[SUPPLIED PASSAGE]:
==*==
This was Barry Rubin, the finished product. Had you told me thirty-five years ago, when I first met him, that he would become not only “one of the great intellectual defenders of Israel,” but an Israeli, I would have dismissed you. Nothing would have seemed so improbable.
Barry grew up in northwest Washington to well-to-do parents who strived to assimilate. He later recalled having “no sense of my own history, coming from a family which had tried to obliterate its own past.” Barry had no Zionist upbringing whatsoever—no youth movement, no summer camp, no family trip to Israel. “When I attended one-day-a-week religious school at Washington’s premiere Reform synagogue,” he later wrote, “we were told that Jewish history began with the discovery of the New World. Hebrew was taught without any reference to the existence of the state of Israel.” (Personal experience would inspire the mature Barry to write a book-length critique of Jewish assimilation.)
==*==
[PROBLEMS]:
• 1. According to the passage about Barry Rubin, what three things did his upbringing lack entirely?
• 2. Revise every entry under Stored data so that "photo" becomes "image" wherever it occurs, and change nothing else. Omit the pictures from your answer.

Stored data:
==*==
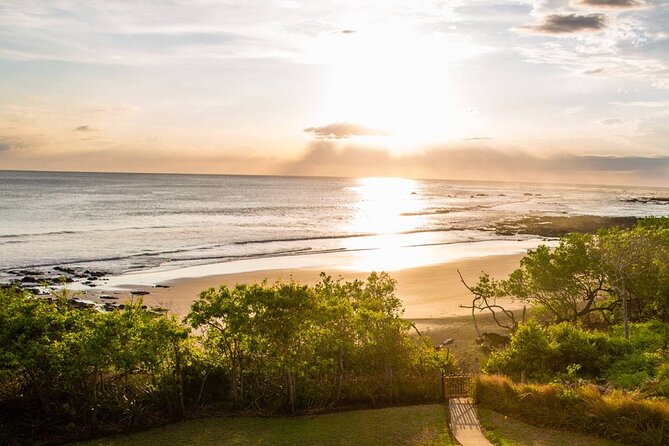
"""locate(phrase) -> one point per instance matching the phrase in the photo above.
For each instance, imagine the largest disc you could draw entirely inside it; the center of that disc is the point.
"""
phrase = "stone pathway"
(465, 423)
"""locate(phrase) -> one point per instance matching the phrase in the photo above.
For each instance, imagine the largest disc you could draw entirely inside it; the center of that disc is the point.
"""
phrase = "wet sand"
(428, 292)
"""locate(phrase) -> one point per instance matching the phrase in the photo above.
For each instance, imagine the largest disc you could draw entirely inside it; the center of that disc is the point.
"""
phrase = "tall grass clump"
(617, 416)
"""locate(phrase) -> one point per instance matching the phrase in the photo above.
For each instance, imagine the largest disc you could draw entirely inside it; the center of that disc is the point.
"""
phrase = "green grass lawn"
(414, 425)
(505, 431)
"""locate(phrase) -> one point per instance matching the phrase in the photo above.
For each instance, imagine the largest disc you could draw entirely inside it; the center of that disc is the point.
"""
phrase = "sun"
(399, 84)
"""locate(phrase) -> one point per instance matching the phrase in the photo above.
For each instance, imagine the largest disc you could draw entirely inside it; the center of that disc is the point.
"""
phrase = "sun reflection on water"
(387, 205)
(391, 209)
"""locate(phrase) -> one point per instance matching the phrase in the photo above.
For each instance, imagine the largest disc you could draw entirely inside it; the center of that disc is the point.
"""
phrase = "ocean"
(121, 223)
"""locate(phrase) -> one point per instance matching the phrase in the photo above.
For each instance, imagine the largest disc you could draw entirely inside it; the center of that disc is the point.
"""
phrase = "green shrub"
==*==
[WRITTEN RESPONSES]:
• 1. A youth movement, summer camp, and a family trip to Israel.

• 2.
"""locate(phrase) -> one point per instance matching the phrase in the image above.
For each instance, imagine the largest disc you could draw entirely inside it; the center of that disc is the point.
"""
phrase = "stone pathway"
(465, 423)
"""locate(phrase) -> one point per instance matching the phrase in the image above.
For each instance, imagine the largest disc you could draw entirely inside it; the center of that disc is the point.
"""
phrase = "wet sand"
(428, 292)
"""locate(phrase) -> one point per instance matching the phrase in the image above.
For each instance, imagine the largest disc you could draw entirely inside it; the center of that disc is the point.
"""
phrase = "tall grass clump"
(617, 416)
"""locate(phrase) -> one point per instance matching the phrase in the image above.
For each instance, imagine the largest disc you could draw entirely inside it; the center of that disc is the point.
"""
phrase = "green grass lawn"
(414, 425)
(505, 431)
"""locate(phrase) -> one point per instance matching the phrase in the image above.
For each instance, imagine the largest disc you could draw entirely inside it; the center of that disc is the point.
"""
phrase = "sun"
(399, 84)
"""locate(phrase) -> one point per instance matching the phrase in the image above.
For each instance, imagine the largest disc you could draw entirely inside it; the center of that disc is the point.
"""
phrase = "sun reflection on water"
(387, 205)
(391, 209)
"""locate(phrase) -> one point per instance matching the phrase in the image above.
For each instance, imagine the largest disc you could draw entirely inside it; the center of that disc is the point.
"""
phrase = "ocean"
(121, 223)
"""locate(phrase) -> one point per instance matching the phrase in the image above.
For each instance, imagine the largest disc you could draw entirely inside it; the center of that disc is the point.
"""
phrase = "green shrub"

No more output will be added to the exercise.